■ **TASK TO CARRY OUT**: An exact copy of every record, without the pictures, is what should come back.

------ EXERCISE DATA ------

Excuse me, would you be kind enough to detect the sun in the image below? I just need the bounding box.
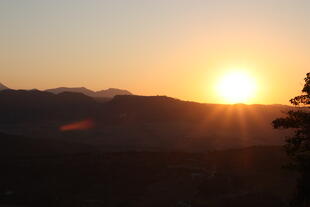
[216,71,257,104]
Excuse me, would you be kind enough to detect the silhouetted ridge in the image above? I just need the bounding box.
[56,91,96,103]
[99,95,291,126]
[0,92,291,150]
[0,89,95,106]
[0,89,99,123]
[96,88,132,97]
[46,87,96,97]
[110,95,182,104]
[46,87,132,97]
[103,95,208,122]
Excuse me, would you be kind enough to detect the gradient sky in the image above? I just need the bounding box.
[0,0,309,104]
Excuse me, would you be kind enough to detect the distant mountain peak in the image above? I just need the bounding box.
[0,83,8,90]
[46,87,132,98]
[95,88,132,97]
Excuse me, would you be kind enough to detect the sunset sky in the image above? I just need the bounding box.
[1,0,309,104]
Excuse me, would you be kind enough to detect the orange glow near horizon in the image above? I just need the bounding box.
[1,1,309,105]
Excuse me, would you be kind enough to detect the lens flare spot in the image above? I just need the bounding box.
[60,119,94,131]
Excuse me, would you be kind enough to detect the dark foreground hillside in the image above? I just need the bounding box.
[0,133,295,207]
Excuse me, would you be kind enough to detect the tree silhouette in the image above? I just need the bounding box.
[273,72,310,207]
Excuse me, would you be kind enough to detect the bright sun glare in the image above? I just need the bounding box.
[216,71,257,104]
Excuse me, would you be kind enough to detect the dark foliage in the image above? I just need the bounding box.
[272,72,310,207]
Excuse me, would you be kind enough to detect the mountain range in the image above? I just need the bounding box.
[0,83,132,98]
[0,89,291,151]
[46,87,132,97]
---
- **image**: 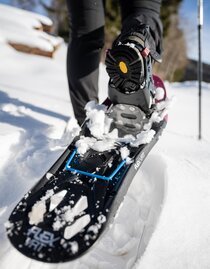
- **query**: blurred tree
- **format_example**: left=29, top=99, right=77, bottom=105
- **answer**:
left=105, top=0, right=121, bottom=39
left=155, top=0, right=187, bottom=81
left=13, top=0, right=186, bottom=81
left=104, top=0, right=184, bottom=42
left=161, top=0, right=183, bottom=36
left=10, top=0, right=38, bottom=11
left=39, top=0, right=69, bottom=38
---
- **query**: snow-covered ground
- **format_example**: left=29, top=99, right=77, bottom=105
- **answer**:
left=0, top=3, right=63, bottom=56
left=1, top=4, right=210, bottom=269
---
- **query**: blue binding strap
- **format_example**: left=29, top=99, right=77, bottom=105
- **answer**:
left=65, top=149, right=126, bottom=181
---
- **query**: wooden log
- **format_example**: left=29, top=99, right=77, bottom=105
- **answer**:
left=8, top=42, right=54, bottom=58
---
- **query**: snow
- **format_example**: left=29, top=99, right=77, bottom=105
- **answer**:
left=130, top=130, right=156, bottom=147
left=0, top=3, right=62, bottom=53
left=120, top=147, right=130, bottom=160
left=64, top=214, right=91, bottom=241
left=1, top=3, right=210, bottom=269
left=28, top=201, right=47, bottom=225
left=28, top=189, right=54, bottom=225
left=0, top=3, right=53, bottom=27
left=63, top=196, right=88, bottom=223
left=85, top=101, right=110, bottom=138
left=155, top=87, right=165, bottom=101
left=52, top=196, right=89, bottom=233
left=49, top=190, right=67, bottom=212
left=75, top=98, right=167, bottom=156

------

■ **FINISHED TASK**:
Excuse me, would you be kind enough to detect the sun in the image below? I just need the bounding box.
[216,71,257,104]
Excuse me, would you be kind enough to detect the silhouetted ridge in the image above? I just need the bounding box.
[56,91,96,103]
[99,95,291,126]
[0,92,291,150]
[0,89,95,106]
[0,89,99,123]
[96,88,132,97]
[46,87,96,97]
[110,95,182,104]
[46,87,132,97]
[103,95,208,122]
Excuse me, would you be kind enough to detect the gradient sky in the image above? I just need the bounding box.
[0,0,309,104]
Excuse me, would you be kind enough to detect the distant mountain peak in the image above? I just need the bounding box.
[0,83,8,90]
[46,87,132,98]
[95,88,132,97]
Excuse me, would you be kind enough to detect the sunset sky in the image above? I just need the bounding box.
[1,0,309,104]
Excuse me, would you be kind enough to detect the orange glow near horizon in the image above? I just need the bounding box.
[1,1,309,105]
Excuse me, would you be kind enough to detect the lens flare spot in the image above? I just need the bounding box.
[60,119,94,131]
Excuse me, would you be kind enough to detect the dark foreground hillside in the image above? I just need the bounding box.
[0,133,295,207]
Excuse me, would you be kind enough to detect the tree silhouette in the image above? I just need the bounding box.
[273,72,310,207]
Excuse me, would you be kind enough to detect the bright sun glare in the image above? I just need the bounding box.
[216,71,257,104]
Excuse me, would you be kind enough to detect the dark foliage in the image above? I just need the bounding box.
[272,72,310,207]
Excuse me, would you be kind enough to detect the mountain range in the image above? I just need the bounding box.
[0,83,132,98]
[0,89,291,151]
[46,87,132,97]
---
- **image**: 
- **query**: blurred tree
- **format_example**: left=29, top=99, right=77, bottom=105
- **answer**:
left=105, top=0, right=121, bottom=39
left=155, top=0, right=187, bottom=81
left=13, top=0, right=186, bottom=81
left=104, top=0, right=184, bottom=42
left=161, top=0, right=183, bottom=36
left=10, top=0, right=38, bottom=11
left=39, top=0, right=69, bottom=38
---
- **query**: snow-covered ground
- **format_example**: left=29, top=99, right=77, bottom=105
- **answer**:
left=0, top=3, right=63, bottom=56
left=1, top=4, right=210, bottom=269
---
- **query**: blue binding strap
- **format_example**: left=29, top=99, right=77, bottom=105
- **answer**:
left=65, top=149, right=126, bottom=181
---
- **query**: wooden log
- **format_example**: left=29, top=99, right=77, bottom=105
- **answer**:
left=8, top=42, right=54, bottom=58
---
- **query**: snow
- **format_example**: left=29, top=99, right=77, bottom=105
- **answer**:
left=130, top=130, right=156, bottom=147
left=0, top=3, right=62, bottom=53
left=120, top=147, right=130, bottom=160
left=64, top=214, right=91, bottom=241
left=1, top=3, right=210, bottom=269
left=28, top=201, right=47, bottom=225
left=28, top=189, right=54, bottom=225
left=0, top=3, right=53, bottom=27
left=63, top=196, right=88, bottom=223
left=85, top=101, right=110, bottom=138
left=155, top=87, right=165, bottom=101
left=52, top=196, right=89, bottom=233
left=49, top=190, right=67, bottom=212
left=75, top=98, right=167, bottom=156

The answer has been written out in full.